-- TASK SET --
**1.** Answer these questions from the passage on power and authority:
(a) What killed the single sustenance crop of the Irish peasants?
(b) What did the Enola Gay drop over Hiroshima, and in what month and year?
(c) Why was the decision made not to inform the Japanese people of the strike?
**2.** Write out the section of the passage on power and authority that opens with the words containing "Humans, for some" and closes with "placed in us.".
**3.** Continue the passage on power and authority from its last sentence.

-- DOCUMENT SEGMENT --
:::

Humans, for some reason, have developed a sense of necessity. We believe that we must always be doing something; the impetus is, perhaps, related to the real prime mover of all life on earth: evolution and reproductive drive. If a man does not eat, he will certainly die, and he will not pass on his genetic material to his offspring. Similarly, if a man does not attract a mate, he will continue to live his normal lifespan, but his genes will be removed from the pool. Perhaps those "doers" in early humanity were more successful and more attractive, and so the drive to "do things" has been placed in us.

The more sinister drive, however, is the desire for power. It is a drive not to "do something," but to have others "do" these things and then reap the benefits of their work. This leads to tribal leadership, in which one person or group of persons takes responsibility for the others, but also wields power over them; to monarchy, in which a king asserts his authority over the people who happen to reside within the imaginary confines of his kingdom; and to government, in which, ideally, the people residing within the imaginary confines decide who is best-suited to lead the people. At least monarchy is unfair and biased on its face; the power exerted by government is much more insidious.

It was by force of authority that the Irish peasants were marginalized and subjugated by their British landlords and forced to keep small farms upon which they were to grow potatoes. It was because of this exertion of power that so many of these peasants died or left their homeland for fear of death when an American fungus killed their single sustenance crop. It is because of the same exertion of power that we must argue for or against the use of a specific type of energy.

The fact of the matter is that the face of the world changed when the Enola Gay dropped Little Boy over Hiroshima in August of 1945. It had been changing before, and it has changed since, but the use of nuclear weaponry for the first time on a city full of civilians threw into stark detail the corruption of government and authority. The plan was kept a secret because the military had been unsure as to its viability: the decision was made not to inform the Japanese people of the impending strike so as to save the American government embarrassment if the bomb had not detonated. The result, then, was the murder of thousands upon thousands of Japanese civilians. The cities of Hiroshima and Nagasaki were, in effect, carpet-bombed by one explosive each, indiscriminately ending some cumulative 200,000 lives of soldiers, farmers, businessmen, children, and grandparents.

:::

[Dataset items]
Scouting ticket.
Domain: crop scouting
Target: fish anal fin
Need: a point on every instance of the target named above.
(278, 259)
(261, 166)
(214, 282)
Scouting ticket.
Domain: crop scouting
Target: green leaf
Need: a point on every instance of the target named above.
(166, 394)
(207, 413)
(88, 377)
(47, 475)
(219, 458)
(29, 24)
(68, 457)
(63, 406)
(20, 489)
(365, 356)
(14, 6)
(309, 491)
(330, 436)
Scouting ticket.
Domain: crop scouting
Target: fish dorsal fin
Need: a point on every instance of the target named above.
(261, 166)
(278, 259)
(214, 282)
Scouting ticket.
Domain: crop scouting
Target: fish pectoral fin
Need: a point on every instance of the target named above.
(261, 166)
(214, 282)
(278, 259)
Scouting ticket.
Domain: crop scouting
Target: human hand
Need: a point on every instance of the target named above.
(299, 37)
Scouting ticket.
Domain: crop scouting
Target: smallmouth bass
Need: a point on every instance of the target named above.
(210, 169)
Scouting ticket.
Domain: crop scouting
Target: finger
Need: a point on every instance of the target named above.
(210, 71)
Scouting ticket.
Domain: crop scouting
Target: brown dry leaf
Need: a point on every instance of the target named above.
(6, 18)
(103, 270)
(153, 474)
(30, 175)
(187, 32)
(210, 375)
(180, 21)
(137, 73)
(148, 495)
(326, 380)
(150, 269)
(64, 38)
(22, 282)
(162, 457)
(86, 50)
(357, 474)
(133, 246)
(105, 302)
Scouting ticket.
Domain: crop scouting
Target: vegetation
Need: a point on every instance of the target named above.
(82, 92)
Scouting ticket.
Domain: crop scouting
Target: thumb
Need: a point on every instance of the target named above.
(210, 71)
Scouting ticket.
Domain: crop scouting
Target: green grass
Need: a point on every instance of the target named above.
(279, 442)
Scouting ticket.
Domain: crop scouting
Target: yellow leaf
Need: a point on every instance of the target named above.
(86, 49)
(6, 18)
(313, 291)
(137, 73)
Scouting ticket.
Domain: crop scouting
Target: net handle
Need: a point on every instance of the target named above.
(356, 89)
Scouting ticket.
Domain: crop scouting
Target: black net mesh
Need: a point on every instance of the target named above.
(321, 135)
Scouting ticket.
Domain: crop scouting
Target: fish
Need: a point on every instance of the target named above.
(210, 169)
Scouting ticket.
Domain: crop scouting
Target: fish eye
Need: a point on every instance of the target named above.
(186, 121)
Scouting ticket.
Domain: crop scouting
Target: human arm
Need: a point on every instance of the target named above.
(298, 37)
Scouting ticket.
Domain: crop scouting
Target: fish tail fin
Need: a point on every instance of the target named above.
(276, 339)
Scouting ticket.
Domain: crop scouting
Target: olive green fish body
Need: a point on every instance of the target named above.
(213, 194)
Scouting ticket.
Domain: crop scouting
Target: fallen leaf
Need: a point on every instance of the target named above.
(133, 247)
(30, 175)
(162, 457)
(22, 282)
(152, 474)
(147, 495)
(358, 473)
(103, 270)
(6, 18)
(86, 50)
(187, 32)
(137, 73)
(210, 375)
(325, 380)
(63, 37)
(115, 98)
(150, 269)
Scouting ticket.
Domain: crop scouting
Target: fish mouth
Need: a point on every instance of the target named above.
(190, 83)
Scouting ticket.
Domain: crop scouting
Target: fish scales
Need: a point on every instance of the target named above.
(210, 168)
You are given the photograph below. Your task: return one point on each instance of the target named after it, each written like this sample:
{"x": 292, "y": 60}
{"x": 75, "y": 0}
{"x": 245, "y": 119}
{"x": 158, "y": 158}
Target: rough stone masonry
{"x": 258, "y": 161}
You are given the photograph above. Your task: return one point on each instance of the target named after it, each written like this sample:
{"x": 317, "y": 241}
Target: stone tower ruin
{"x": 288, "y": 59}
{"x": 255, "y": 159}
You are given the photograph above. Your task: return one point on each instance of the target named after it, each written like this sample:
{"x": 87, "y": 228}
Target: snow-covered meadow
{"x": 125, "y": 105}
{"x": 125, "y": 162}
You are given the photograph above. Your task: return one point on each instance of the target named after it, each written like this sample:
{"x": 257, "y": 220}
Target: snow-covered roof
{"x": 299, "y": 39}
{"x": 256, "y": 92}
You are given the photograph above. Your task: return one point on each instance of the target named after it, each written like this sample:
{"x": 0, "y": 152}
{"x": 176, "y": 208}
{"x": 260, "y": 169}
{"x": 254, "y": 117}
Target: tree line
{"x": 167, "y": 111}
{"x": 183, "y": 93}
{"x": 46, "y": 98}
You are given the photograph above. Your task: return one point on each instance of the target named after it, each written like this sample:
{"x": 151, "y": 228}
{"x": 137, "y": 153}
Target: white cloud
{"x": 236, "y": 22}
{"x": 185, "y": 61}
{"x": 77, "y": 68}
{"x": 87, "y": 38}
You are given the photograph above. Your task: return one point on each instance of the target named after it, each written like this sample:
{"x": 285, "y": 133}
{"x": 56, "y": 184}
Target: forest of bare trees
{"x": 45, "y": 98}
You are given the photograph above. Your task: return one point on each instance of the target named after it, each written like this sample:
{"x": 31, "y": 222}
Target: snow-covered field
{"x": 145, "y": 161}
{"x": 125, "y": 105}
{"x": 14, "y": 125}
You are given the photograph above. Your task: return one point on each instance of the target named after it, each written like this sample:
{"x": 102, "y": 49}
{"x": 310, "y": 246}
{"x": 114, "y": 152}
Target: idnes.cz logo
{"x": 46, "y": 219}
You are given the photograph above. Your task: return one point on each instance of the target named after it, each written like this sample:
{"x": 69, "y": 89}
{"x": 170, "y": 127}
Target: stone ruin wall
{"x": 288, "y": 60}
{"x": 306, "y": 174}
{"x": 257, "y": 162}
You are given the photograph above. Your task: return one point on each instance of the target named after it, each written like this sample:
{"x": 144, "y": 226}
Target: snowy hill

:::

-- EXPECTED OUTPUTS --
**1.**
(a) An American fungus.
(b) Little Boy, in August of 1945.
(c) To save the American government embarrassment if the bomb had not detonated.

**2.**
Humans, for some reason, have developed a sense of necessity. We believe that we must always be doing something; the impetus is, perhaps, related to the real prime mover of all life on earth: evolution and reproductive drive. If a man does not eat, he will certainly die, and he will not pass on his genetic material to his offspring. Similarly, if a man does not attract a mate, he will continue to live his normal lifespan, but his genes will be removed from the pool. Perhaps those "doers" in early humanity were more successful and more attractive, and so the drive to "do things" has been placed in us.

**3.**
Alfred Crosby argues that we must begin to use nuclear power in order to end the global energy crisis, but the answer that the citizens of the world must give is a clear and definitive "no." He and his ilk, those more concerned with saving the planet than with the life that exists on it, do not appreciate the clear and present danger in which we find ourselves. Thomas Jefferson said that dissent represents the clearest and truest form of patriotism, but the American populace has allowed itself to be cowed by the authority of its so-called "elected representatives." America is a global power not because she deserves to be, but because she has bullied the rest of the world into accepting her as such.

With all of these things in mind, nuclear power is far from a viable alternative to the power sources we currently use, and it will not be until we have shaken free of the stranglehold of government. The government cannot be trusted to allow the people to use nuclear power, for no matter how responsibly the people themselves would use this massive source of energy, the government is the truly greedy party in the equation, and it is always looking for another way to kill the competition.